── PAGE EXCERPT

PRIVATE FINANCIAL RECORDS

 

      192.550 Definitions for ORS 192.550 to 192.595. As used in ORS 192.550 to 192.595:

      (1) “Customer” means any person, partnership, limited partnership, corporation, trust or other legal entity, who or which is transacting or has transacted business with a financial institution, or who or which is using or has used the services of such an institution, or for whom or which a financial institution has acted or is acting as a fiduciary.

      (2) “Financial institution” means:

      (a) A “financial institution” as defined in ORS 706.008; or

      (b) A “trust company” as defined in ORS 706.008.

      (3) “Financial records” means any original written or electronic document, any copy of the document, or any information contained in the document, held by or in the custody of a financial institution, when the document, copy or information is identifiable as pertaining to one or more customers of such an institution.

────
── DATA EXTRACTS

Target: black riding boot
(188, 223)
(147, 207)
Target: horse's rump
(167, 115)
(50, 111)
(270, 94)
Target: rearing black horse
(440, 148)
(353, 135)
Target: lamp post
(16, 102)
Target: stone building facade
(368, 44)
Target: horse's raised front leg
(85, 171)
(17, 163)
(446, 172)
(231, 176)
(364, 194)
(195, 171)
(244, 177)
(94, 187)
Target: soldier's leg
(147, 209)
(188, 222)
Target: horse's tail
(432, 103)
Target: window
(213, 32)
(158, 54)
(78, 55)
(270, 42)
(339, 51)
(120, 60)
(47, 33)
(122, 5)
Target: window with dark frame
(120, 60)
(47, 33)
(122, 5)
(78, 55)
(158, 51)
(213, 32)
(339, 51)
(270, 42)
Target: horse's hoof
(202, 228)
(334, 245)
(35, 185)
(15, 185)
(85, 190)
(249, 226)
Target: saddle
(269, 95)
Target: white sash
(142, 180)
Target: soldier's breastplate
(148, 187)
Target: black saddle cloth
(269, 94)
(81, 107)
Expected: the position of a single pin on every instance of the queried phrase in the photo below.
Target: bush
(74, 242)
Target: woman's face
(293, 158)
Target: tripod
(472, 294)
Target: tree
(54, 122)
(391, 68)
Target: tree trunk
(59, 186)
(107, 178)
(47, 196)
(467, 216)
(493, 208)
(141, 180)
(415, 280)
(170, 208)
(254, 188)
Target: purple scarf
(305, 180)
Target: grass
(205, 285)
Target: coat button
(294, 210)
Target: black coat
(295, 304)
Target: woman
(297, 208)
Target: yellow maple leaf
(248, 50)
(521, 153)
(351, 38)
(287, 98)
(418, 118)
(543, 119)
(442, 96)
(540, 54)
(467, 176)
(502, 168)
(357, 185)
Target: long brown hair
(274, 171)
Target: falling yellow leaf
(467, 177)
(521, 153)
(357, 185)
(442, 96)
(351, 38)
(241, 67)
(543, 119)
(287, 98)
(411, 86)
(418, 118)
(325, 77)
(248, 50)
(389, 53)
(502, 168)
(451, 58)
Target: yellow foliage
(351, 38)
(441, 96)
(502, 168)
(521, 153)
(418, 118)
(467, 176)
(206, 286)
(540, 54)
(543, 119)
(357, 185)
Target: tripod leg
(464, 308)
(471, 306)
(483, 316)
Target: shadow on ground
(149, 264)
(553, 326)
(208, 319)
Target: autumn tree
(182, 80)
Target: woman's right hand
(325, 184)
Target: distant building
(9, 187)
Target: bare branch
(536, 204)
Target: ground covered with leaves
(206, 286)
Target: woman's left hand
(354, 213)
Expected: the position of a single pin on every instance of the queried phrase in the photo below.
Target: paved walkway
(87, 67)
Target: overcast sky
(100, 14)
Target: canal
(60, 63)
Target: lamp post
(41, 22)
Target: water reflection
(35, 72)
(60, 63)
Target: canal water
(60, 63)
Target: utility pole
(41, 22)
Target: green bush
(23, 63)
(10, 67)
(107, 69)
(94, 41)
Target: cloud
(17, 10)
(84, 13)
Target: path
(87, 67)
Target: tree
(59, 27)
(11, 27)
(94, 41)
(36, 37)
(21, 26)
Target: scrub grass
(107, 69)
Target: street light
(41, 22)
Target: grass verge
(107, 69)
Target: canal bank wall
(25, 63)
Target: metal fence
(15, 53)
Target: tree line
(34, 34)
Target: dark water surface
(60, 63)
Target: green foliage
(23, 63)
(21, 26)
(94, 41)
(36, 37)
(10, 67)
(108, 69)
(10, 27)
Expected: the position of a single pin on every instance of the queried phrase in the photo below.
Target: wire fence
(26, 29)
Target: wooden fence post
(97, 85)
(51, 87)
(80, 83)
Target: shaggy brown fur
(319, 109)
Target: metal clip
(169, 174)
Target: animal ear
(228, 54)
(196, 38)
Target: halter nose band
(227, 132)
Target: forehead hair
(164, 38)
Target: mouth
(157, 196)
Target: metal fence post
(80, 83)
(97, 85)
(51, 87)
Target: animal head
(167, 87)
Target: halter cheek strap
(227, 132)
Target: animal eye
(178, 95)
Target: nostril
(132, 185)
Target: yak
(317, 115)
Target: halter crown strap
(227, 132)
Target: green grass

────

- _THE PROBLEM_: Please carry on the private financial records definitions from the end of definition (3). The records have no connection to the private financial records definitions.

- _WRITTEN RESPONSE_:
      (4) “Local agency” means every county, city, school district, municipal organization, district, political subdivision; or any board, commission or agency thereof; or any other local public agency; and every officer, agent or employee thereof.

      (5) “State agency” means every state office, department, division, bureau, board or commission or other state agency, including the Legislative Assembly and every officer, agent or employee thereof.

      (6) “Summons or subpoena” means an administrative summons or administrative subpoena issued by any state or local agency, or a judicial subpoena or subpoena duces tecum. [1977 c.517 §1; 1985 c.762 §180; 1987 c.373 §24; 1987 c.414 §146; 1997 c.631 §422; 2003 c.803 §9; 2005 c.130 §1]

 

      192.555 Disclosure of financial records prohibited; exceptions. (1) Except as provided in ORS 192.557, 192.559, 192.560, 192.565, 192.570 and 192.585 or as required by ORS 25.643 and 25.646 and the Uniform Disposition of Unclaimed Property Act, ORS 98.302 to 98.436 and 98.992:

      (a) No financial institution shall provide any financial records of any customer to a state or local agency.

      (b) No state or local agency shall request or receive from a financial institution any financial records of customers.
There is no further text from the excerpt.